• **Task to complete**: Transcribe every line of the records verbatim.

[Stored data entries]
· · · · · · ·

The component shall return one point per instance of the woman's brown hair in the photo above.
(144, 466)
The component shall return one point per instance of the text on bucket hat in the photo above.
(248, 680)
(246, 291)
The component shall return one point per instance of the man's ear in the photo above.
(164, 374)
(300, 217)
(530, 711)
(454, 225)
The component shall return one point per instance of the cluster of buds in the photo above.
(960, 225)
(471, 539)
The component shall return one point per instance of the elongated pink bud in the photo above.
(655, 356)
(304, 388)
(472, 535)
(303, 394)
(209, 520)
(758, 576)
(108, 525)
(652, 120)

· · · · · · ·

• **Problem solution**:
The component shall return one point per instance of the woman's brown hair in the photo above.
(144, 466)
The component shall return one point per instance of the text on bucket hat in the photo above.
(248, 680)
(246, 291)
The component shall return one point per instance of the man's ear in the photo above.
(164, 374)
(300, 217)
(530, 711)
(454, 225)
The component shall return one point per instance of the cluster of buds in the photo above.
(960, 225)
(471, 539)
The component shall return one point per instance of the elongated pink bud in the photo above.
(655, 356)
(304, 388)
(472, 535)
(303, 394)
(209, 520)
(758, 576)
(108, 525)
(652, 120)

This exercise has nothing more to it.